***** TEXTO SELECIONADO

Após o congresso do Syriza
Batalhas partidárias prometem ser tão duras como a luta de classes grega
A liderança do Syriza alcançou os principais objetivos que havia estabelecido para o primeiro congresso do agora partido “unificado” que teve lugar em julho. As organizações que compõem o Syriza, Coligação da Esquerda Radical, vão agora ser dissolvidas – “dentro de um prazo razoável”, de acordo com a moção do congresso – e o presidente do partido foi eleito pelo Congresso, e, portanto, não prestará contas a nenhum organismo do partido, como o Comité Nacional, mas apenas ao congresso que se realizará em cada três anos.
Mas o que a liderança não conseguiu fazer foi enfraquecer a ala esquerda do Syriza. Pelo contrário, provocou o aproximar e o fortalecimento da esquerda. Assim, o conflito no seio do Syriza está longe do fim e entrou num novo período de tensão e polarização.
Este congresso foi convocado para decidir o carácter organizacional do Syriza, não para discutir a situação política na Grécia, o programa do partido, etc., num período em que este se está a posicionar para se tornar o novo governo. Na realidade, no entanto, por trás das questões de organização estão questões políticas. A liderança do partido, sob Alexis Tsipras, está determinada a colocar o Syriza numa trajetória política mais “moderada”, para direcioná-lo para a “direita”. Durante todo o período anterior houve uma “adaptação” contínua da política do partido por parte do grupo de liderança – sob a pressão contínua da classe dominante e da comunicação social.
Os líderes da ala direita do partido, tais como Giannis Dragasakis e George Stathakis, nunca se cansam de enfatizar que o Syriza não vai tomar uma “ação unilateral” sobre a dívida sem negociações com a Troika, que a nacionalização dos serviços públicos privatizados “é extremamente difícil “, e que as isenções fiscais para os proprietários de navios não vão ser revogadas, etc.. Estas declarações são contrárias às decisões oficiais das conferências e outros organismos do Syriza, mas têm sido toleradas por Tsipras.

**********
***** MATERIAL APRESENTADO

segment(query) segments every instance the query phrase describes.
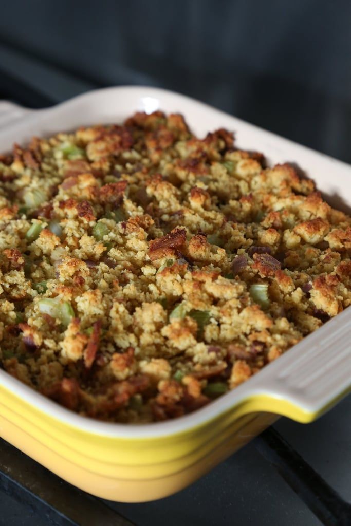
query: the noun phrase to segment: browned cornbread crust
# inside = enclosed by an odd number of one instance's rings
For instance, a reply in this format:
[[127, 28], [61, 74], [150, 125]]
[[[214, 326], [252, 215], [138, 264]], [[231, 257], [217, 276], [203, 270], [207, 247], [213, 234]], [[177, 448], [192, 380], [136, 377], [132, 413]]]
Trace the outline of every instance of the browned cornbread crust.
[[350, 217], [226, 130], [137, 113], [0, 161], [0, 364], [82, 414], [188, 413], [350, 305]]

**********
***** MATERIAL APRESENTADO

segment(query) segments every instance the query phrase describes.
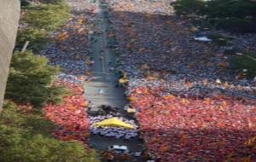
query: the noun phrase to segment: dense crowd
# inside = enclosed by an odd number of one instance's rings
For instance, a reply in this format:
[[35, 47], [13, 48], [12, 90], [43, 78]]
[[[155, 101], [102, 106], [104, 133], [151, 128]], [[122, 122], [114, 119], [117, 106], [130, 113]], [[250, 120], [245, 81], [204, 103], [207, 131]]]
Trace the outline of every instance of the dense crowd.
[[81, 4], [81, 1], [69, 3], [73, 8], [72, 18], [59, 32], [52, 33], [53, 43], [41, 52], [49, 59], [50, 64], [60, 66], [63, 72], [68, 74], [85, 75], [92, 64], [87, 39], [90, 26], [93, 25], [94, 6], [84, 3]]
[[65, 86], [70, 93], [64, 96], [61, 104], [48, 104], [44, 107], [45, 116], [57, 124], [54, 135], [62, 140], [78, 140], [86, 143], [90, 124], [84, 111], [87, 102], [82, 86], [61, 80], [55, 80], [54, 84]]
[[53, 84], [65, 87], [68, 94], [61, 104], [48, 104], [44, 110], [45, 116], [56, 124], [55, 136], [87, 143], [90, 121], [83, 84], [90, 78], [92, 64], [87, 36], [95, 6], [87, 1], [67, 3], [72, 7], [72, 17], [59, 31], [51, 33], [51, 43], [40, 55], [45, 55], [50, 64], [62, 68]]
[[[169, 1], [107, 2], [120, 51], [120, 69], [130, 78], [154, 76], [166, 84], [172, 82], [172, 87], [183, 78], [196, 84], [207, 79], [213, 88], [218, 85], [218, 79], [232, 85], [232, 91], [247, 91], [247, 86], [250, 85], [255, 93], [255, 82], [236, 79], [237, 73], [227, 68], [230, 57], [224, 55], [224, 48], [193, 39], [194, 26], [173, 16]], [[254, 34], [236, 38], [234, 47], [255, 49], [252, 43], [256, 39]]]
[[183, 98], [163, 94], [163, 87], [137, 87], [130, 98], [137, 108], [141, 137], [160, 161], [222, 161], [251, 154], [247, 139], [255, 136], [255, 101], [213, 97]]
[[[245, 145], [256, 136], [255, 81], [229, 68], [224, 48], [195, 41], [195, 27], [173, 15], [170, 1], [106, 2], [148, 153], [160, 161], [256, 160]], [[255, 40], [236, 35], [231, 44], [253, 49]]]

**********
***** MATERIAL APRESENTADO

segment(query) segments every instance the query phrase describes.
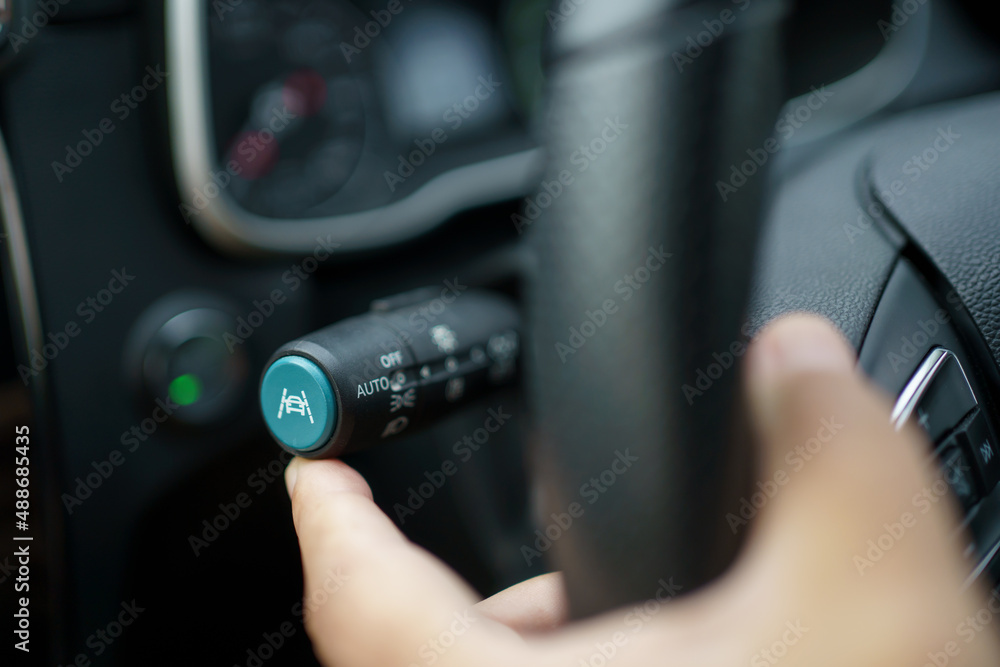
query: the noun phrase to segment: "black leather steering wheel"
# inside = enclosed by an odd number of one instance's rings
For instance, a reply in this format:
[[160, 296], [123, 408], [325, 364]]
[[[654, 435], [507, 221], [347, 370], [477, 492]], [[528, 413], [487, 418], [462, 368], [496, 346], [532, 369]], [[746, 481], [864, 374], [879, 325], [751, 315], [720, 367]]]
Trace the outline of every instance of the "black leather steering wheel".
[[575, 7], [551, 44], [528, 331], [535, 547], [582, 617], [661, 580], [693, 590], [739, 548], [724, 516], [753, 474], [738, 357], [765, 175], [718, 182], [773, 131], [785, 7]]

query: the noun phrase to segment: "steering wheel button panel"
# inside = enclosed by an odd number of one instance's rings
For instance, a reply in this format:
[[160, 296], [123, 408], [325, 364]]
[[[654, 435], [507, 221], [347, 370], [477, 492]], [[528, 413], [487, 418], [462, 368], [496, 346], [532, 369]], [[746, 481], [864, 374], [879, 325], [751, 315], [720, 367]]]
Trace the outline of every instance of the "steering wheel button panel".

**********

▶ _CONJUNTO DE TAREFAS_:
a) Segundo o texto selecionado, perante quem responderá o presidente do partido eleito no congresso?
b) Enumere todas as pessoas mencionadas pelo nome no texto selecionado.

▶ _CONJUNTO DE RESPOSTAS_:
a) Apenas perante o congresso, que se realizará de três em três anos.

b) Alexis Tsipras, Giannis Dragasakis e George Stathakis.